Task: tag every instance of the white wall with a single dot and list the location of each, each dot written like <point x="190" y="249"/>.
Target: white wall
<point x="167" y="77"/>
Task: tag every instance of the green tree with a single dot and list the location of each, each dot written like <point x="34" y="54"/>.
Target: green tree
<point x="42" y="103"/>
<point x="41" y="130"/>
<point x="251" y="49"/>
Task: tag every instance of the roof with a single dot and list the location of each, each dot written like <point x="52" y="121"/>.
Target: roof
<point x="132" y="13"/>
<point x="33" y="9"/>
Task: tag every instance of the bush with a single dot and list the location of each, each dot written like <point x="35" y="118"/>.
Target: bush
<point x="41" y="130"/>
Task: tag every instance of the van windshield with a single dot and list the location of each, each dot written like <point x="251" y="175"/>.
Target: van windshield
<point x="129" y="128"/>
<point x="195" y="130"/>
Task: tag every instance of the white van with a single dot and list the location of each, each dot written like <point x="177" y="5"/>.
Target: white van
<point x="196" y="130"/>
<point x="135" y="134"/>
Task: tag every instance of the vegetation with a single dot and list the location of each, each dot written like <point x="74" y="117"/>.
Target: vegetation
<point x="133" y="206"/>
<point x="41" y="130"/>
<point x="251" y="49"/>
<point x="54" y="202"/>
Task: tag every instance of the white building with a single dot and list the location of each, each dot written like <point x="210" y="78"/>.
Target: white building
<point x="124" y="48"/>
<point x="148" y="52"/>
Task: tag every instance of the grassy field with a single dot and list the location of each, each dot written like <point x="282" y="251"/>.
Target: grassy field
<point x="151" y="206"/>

...

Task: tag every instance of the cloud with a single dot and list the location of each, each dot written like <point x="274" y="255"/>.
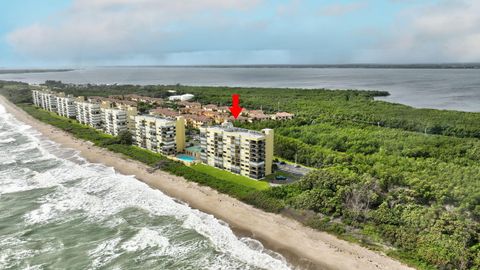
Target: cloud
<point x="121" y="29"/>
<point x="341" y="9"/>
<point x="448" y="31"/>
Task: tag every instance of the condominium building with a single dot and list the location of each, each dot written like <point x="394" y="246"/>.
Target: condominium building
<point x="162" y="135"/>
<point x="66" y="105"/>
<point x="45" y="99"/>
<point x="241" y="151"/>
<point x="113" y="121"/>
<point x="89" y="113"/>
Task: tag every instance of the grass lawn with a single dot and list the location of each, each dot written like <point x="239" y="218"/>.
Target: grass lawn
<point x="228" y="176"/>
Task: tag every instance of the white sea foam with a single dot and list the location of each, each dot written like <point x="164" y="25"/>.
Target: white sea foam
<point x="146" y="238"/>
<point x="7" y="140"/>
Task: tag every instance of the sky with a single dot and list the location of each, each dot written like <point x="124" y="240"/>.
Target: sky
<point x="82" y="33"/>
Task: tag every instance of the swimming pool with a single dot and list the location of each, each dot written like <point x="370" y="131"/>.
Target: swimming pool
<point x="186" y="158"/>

Given request: How many lines above contain the string "pool"? Case counts. Reply with the number alone.

Written response: 2